*DATA SUPPLIED*.
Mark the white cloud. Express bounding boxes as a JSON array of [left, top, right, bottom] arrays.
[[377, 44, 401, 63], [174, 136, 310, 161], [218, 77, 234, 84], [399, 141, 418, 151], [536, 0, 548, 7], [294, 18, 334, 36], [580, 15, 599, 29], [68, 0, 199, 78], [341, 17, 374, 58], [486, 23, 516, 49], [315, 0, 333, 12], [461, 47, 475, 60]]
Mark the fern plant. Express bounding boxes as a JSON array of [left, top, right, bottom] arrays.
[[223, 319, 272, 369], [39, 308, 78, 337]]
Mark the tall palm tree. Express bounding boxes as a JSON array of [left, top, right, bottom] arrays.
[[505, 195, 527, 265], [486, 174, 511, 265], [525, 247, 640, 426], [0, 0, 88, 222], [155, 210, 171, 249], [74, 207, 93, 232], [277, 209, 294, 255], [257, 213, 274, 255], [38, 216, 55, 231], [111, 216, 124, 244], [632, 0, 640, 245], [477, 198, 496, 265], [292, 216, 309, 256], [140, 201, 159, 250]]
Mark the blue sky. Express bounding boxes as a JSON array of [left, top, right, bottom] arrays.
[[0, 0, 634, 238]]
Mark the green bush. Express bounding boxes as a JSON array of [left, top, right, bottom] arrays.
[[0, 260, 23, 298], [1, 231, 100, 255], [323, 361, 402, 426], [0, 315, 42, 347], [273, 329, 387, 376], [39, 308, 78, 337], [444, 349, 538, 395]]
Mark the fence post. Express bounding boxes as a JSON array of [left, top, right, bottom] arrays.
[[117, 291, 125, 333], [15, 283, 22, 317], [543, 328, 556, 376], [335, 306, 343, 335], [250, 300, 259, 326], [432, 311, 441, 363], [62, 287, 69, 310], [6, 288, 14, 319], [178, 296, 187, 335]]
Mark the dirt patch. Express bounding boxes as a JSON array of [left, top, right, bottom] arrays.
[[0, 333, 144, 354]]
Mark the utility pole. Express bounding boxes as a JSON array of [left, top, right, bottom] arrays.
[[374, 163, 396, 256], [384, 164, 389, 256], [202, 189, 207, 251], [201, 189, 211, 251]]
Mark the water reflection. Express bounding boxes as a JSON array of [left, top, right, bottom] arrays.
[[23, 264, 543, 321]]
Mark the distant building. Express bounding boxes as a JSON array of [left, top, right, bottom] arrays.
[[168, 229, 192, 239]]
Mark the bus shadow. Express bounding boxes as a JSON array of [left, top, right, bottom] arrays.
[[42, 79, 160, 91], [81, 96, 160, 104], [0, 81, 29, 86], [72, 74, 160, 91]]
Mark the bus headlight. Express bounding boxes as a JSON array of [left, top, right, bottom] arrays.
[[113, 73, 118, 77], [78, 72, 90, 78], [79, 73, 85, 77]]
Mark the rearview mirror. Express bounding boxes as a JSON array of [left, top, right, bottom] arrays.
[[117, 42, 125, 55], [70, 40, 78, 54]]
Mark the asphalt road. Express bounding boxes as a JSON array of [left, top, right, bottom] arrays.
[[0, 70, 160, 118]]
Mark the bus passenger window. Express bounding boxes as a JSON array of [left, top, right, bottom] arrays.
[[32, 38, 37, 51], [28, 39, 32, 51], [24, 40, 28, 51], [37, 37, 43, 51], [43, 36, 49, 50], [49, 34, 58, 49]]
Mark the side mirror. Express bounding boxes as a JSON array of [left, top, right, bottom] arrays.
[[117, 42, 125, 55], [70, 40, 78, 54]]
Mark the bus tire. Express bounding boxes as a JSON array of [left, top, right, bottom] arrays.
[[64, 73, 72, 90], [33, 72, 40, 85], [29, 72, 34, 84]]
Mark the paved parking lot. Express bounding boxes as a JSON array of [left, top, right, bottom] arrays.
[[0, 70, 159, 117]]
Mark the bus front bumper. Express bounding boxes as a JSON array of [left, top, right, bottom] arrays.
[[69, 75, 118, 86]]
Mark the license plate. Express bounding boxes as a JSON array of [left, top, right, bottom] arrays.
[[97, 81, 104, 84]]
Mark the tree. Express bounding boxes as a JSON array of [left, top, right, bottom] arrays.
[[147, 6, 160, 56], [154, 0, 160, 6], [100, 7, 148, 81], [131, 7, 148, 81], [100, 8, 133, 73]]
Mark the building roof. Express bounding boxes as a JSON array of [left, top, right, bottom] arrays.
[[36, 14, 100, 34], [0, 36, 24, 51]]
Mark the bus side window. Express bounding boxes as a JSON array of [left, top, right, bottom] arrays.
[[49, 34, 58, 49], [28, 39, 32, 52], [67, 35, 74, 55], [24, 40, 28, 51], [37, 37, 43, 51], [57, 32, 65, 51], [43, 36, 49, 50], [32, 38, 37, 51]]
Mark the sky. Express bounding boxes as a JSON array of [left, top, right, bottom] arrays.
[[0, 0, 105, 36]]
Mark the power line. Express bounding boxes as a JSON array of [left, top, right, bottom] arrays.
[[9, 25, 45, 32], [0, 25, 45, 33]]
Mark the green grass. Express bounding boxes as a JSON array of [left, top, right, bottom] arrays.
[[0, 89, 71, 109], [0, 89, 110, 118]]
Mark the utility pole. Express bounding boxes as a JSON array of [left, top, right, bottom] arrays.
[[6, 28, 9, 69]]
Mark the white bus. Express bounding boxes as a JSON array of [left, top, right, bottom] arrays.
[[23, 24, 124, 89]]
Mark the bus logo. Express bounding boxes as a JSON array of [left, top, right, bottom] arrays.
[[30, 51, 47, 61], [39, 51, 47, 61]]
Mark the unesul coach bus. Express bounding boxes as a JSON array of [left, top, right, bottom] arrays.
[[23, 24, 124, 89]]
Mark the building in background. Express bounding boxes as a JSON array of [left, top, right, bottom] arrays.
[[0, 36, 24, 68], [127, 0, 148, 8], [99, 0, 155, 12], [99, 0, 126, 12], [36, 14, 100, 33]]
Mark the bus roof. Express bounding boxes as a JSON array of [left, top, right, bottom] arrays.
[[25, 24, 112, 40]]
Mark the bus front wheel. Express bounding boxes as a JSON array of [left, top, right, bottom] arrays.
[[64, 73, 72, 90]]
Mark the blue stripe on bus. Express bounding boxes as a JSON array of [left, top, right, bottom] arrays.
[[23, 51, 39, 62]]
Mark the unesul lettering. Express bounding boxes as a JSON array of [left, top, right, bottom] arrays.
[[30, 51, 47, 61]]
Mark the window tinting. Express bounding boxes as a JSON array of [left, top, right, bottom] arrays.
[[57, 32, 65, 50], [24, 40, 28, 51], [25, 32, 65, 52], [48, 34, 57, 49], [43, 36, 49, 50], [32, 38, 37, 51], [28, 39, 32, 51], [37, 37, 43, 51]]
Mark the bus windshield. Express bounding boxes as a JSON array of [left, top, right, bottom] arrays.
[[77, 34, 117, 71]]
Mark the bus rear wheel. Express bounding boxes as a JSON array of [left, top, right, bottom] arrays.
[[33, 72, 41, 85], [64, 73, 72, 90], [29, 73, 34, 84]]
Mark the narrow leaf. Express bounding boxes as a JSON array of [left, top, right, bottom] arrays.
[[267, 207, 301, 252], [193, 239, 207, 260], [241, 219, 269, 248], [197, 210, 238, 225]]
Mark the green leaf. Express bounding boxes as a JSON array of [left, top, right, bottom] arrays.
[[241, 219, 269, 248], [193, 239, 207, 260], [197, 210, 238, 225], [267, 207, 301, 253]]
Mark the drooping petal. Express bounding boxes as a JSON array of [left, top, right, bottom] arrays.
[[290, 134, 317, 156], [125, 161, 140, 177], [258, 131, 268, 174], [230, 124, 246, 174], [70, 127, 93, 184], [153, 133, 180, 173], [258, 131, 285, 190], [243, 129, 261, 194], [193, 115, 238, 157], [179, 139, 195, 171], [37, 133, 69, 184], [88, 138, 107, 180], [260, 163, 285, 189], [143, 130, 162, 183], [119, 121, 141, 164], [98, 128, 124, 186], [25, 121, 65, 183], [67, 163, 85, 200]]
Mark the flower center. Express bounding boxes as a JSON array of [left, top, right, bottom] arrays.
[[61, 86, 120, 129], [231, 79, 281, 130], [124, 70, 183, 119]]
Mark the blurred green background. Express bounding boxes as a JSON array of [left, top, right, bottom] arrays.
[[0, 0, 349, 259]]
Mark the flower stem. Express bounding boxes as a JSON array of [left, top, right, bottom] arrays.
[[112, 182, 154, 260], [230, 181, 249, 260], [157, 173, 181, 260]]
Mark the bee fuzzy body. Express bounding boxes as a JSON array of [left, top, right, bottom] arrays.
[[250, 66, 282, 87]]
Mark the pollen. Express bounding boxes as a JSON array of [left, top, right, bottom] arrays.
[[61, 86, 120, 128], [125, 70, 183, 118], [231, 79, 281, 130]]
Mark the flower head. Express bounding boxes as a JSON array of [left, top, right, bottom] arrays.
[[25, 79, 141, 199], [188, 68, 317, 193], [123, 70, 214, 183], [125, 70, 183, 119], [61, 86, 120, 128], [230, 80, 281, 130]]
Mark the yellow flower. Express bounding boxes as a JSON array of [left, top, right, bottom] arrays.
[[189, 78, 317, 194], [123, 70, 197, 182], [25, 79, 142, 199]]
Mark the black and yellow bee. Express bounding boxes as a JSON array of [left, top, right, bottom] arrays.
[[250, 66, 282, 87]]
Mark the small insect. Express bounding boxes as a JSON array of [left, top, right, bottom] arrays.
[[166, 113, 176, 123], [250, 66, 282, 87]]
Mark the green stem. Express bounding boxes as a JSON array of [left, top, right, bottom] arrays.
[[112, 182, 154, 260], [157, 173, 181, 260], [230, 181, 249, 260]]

*WHAT THE EXERCISE ASKS*. Copy each line, exactly, that falls between the line containing "Mark the flower center." and the end of the entries, both included.

*OUTPUT*.
Mark the flower center. Express bounding boxes as a JSON array of [left, top, right, bottom] arrays.
[[61, 86, 120, 129], [231, 79, 281, 130], [124, 70, 183, 119]]
Mark the blurred green background. Express bounding boxes as a JSON array of [left, top, right, bottom] arrays.
[[0, 0, 349, 259]]
Mark the flower stem. Express bounding boxes as a JSON array of [left, top, right, bottom] arrays.
[[112, 182, 154, 260], [230, 181, 249, 260], [157, 173, 181, 260]]
Mark the bee fuzzy body. Express bounding boxes as a JSON array of [left, top, right, bottom] arrays.
[[250, 66, 282, 87]]
Mark the pollen. Express bounding boxes as a JSON array of [left, top, right, bottom] arrays.
[[61, 86, 120, 128], [125, 70, 183, 118], [231, 79, 281, 130]]
Mark the flower head. Express bounding boxes as a JSON array of [left, top, right, bottom] arrays.
[[25, 79, 141, 199], [188, 68, 317, 193], [123, 70, 214, 183], [125, 70, 183, 119], [61, 86, 120, 128], [230, 80, 281, 130]]
Mark the yellow flower. Express bounding boxes as a JSON array of [left, top, right, bottom] arrays.
[[189, 78, 317, 194], [123, 70, 197, 182], [25, 79, 142, 199]]
Mark the black and yellow bee. Express bounding boxes as a JSON array of [left, top, right, bottom] arrays.
[[250, 66, 282, 87]]
Mark the small insect. Express bounding boxes as a JSON array of [left, top, right, bottom] arrays.
[[166, 113, 176, 123], [250, 66, 282, 87]]
Mark the green stem. Express bounding boxes as a JSON array of [left, top, right, bottom] arrays.
[[112, 182, 154, 260], [157, 173, 181, 260], [230, 181, 249, 260]]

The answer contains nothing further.